EXCERPT PROVIDED:

....................

Mansplaining and the Power of Naming

Every few weeks, a man jumps into my mentions to ask me why “mansplaining” is a word. These conversations tend to follow a familiar pattern: multiple women respond with their own experiences of being ‘splained at, and how the word is useful to describe a particular pattern of sexist behavior. The man (sometimes several men) argues that we should just call it ‘condescension’ because (you guessed it) “not all men.” Then they’ll insist that the term “mansplaining” is a gendered slur.

It is a truth universally acknowledged that as soon as a marginalized group develops words to describe their oppression, their oppressors will label those words ‘slurs.’

We’ve seen this with a lot of terms, from claims that ‘cis’ and ‘whiteness’ are slurs to the shift in meaning by which “bullying” is now used to describe any activist labor that makes privileged people even the slightest bit uncomfortable.

This is one of the major themes of George Orwell’s 1984: the use and appropriation of language to deprive oppressed people of the means to articulate the injustices they face, because having words for things affects how we think about them.

The concept that naming things confers power is as old as fairy tales, and it holds true here as well. The very existence of “mansplaining” as a term is a way of validating women who experience it. In a world that gaslights us into thinking we’re imagining the discrimination and misogyny we experience every day, having a word for something helps make it real: it’s not all in our heads. There’s a word for it.

It is true that folks who mansplain are also being condescending and tedious. But insisting that women only describe the behavior with generic non-gendered terms is a way of depriving us of the power to name sexist behavior for what it is.

It’s easy to look at a case of mansplaining in isolation and say “what does gender have to do with this?” It’s just one guy being a jerk, right? But it’s not just one guy being a jerk. It’s that guy, and the next guy, and the guy after that. It’s the pattern of condescending behavior that many women experience in our daily lives. It’s the way men regularly assume that we need them to explain things we already know (including the punchlines of our own jokes). The way men regularly presume that we need their opinion on a subject even when we didn’t ask. The well-established phenomenon whereby men interrupt women far more than they interrupt other men.

It’s the benefit of the doubt we don’t get. The assumption of competence we’re not extended.

....................

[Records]
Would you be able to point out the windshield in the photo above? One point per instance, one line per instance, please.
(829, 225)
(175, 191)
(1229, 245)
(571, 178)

....................

WORK TO DO:
a. According to the essay on mansplaining, why does the very existence of the term validate women who experience the behavior? Answer in one to three sentences.
b. Reproduce word for word the part of the essay on mansplaining that opens with the words "The concept that" and closes with "word for it.".

FULL ANSWERS:
a. The essay says that naming something confers power, and women live in a world that gaslights them into thinking they are imagining the discrimination and misogyny they face every day. Having a word for the behavior helps make it real, showing that it is not all in their heads.

b.
The concept that naming things confers power is as old as fairy tales, and it holds true here as well. The very existence of “mansplaining” as a term is a way of validating women who experience it. In a world that gaslights us into thinking we’re imagining the discrimination and misogyny we experience every day, having a word for something helps make it real: it’s not all in our heads. There’s a word for it.